=== The problem ===
Every line of the data below needs to be reproduced exactly.

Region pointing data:
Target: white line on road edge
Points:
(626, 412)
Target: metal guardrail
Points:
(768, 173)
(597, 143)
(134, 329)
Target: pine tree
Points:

=== Exercise answer ===
Target: white line on road edge
Points:
(626, 412)
Target: metal guardrail
Points:
(768, 173)
(597, 143)
(134, 329)
Target: pine tree
Points:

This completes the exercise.